### DATA
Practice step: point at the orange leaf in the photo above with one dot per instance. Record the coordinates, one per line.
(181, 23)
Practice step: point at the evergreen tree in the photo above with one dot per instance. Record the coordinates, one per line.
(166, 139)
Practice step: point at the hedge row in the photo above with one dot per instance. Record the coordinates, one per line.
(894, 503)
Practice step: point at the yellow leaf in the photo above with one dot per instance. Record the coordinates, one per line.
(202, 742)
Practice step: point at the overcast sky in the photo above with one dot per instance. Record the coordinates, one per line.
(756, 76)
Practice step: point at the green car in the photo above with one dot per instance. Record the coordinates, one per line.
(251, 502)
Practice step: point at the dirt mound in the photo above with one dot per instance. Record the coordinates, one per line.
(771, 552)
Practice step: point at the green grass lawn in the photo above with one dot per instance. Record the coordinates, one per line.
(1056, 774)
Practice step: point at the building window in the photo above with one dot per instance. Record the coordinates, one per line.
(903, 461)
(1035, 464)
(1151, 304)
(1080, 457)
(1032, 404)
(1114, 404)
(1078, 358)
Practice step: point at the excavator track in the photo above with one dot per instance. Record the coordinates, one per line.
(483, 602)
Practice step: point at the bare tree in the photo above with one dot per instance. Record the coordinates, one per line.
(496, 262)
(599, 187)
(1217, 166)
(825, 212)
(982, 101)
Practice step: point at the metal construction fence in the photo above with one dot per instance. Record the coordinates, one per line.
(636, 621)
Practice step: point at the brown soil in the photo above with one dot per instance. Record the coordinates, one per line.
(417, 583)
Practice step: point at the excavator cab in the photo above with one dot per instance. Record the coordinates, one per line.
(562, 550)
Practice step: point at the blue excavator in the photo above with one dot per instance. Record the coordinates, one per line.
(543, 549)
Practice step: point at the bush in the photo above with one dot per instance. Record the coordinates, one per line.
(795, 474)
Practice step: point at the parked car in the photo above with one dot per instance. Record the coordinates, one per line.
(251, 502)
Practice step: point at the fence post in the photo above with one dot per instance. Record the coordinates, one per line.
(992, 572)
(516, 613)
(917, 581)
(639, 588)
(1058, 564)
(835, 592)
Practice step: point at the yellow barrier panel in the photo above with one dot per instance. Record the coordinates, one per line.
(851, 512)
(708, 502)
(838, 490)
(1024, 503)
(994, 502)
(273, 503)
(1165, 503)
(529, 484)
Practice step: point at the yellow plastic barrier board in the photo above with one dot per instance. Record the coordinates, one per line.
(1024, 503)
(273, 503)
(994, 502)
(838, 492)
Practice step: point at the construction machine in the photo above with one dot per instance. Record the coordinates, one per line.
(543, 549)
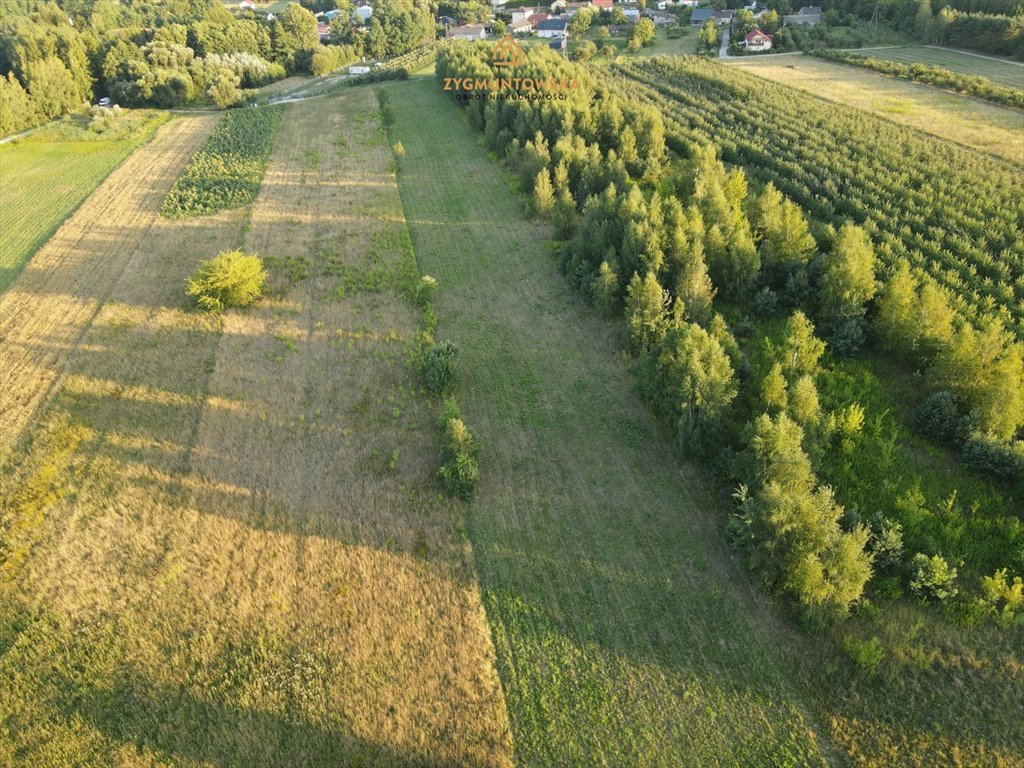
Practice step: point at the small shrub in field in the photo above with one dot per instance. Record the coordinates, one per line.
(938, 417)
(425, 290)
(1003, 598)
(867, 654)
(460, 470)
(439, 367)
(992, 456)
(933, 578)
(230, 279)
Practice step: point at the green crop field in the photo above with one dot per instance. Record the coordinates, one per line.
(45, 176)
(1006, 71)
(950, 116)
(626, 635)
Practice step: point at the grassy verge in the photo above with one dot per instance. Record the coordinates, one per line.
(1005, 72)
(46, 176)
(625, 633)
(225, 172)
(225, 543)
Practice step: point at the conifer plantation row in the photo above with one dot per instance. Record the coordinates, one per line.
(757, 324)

* * *

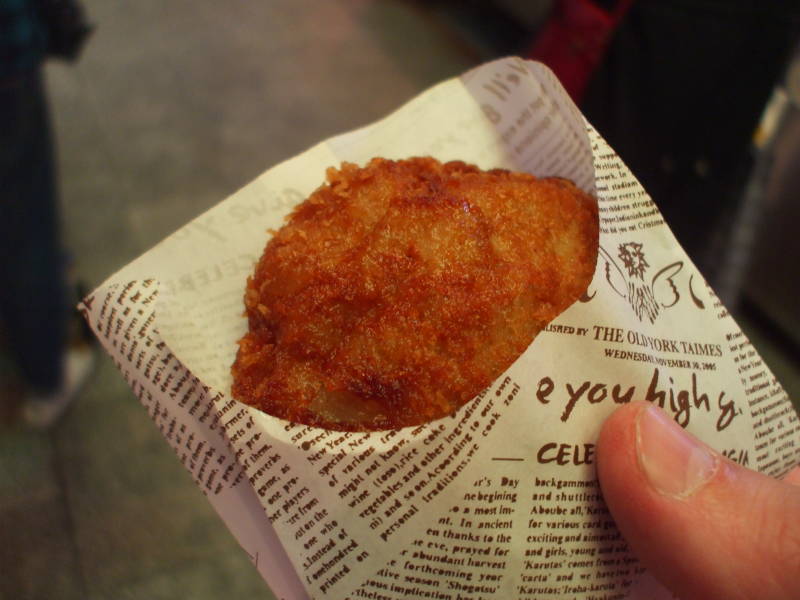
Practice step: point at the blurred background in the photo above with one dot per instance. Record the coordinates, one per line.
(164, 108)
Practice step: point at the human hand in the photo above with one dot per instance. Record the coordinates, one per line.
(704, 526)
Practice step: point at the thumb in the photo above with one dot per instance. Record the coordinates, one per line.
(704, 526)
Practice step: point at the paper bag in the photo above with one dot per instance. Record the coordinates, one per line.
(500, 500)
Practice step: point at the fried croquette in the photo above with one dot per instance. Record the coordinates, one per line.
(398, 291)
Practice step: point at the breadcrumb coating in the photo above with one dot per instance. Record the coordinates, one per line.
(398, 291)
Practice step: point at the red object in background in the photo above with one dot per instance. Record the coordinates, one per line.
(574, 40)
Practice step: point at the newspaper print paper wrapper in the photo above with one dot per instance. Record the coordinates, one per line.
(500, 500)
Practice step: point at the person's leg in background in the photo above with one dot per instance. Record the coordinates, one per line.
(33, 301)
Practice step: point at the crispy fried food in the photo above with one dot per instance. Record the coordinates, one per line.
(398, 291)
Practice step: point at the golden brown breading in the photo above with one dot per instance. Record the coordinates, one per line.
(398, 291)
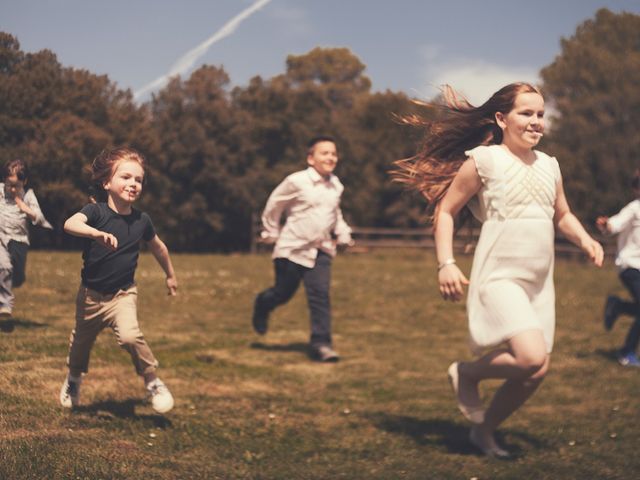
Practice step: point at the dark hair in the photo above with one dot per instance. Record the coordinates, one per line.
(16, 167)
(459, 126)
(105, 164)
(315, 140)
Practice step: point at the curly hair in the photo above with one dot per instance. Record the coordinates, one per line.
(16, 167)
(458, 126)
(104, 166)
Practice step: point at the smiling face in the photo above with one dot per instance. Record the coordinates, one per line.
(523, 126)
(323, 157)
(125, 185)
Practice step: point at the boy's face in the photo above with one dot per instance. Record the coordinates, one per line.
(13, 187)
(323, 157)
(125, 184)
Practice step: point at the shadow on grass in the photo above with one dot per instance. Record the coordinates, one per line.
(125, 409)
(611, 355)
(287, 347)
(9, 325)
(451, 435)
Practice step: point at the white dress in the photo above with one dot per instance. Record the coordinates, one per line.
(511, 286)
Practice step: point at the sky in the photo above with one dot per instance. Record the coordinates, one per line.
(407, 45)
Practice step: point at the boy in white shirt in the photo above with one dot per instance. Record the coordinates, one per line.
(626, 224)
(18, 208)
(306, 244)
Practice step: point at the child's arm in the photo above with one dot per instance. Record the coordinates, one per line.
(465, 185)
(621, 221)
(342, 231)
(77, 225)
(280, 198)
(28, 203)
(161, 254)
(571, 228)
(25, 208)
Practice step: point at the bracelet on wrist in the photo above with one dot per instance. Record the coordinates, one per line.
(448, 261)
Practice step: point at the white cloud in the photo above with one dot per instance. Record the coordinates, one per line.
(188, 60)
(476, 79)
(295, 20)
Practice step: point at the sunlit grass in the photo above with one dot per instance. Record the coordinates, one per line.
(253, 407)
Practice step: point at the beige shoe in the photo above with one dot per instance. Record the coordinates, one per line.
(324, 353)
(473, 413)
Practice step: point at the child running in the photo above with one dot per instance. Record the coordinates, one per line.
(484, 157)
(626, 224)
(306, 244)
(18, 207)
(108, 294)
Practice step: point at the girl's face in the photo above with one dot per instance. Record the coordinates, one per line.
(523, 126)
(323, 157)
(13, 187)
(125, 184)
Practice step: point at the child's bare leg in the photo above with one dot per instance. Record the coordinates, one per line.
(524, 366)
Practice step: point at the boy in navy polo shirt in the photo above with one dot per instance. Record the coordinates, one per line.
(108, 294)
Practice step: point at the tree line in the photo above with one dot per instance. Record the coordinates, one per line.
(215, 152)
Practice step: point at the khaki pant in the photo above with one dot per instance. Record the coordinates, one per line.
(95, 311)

...

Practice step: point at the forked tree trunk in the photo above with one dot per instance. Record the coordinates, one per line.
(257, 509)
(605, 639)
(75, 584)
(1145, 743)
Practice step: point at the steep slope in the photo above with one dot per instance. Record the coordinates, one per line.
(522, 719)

### WRITTEN EXERCISE
Report how many of the lines above contain the string "brown". Case counts, and the answer should be the number alone.

### REPLY
2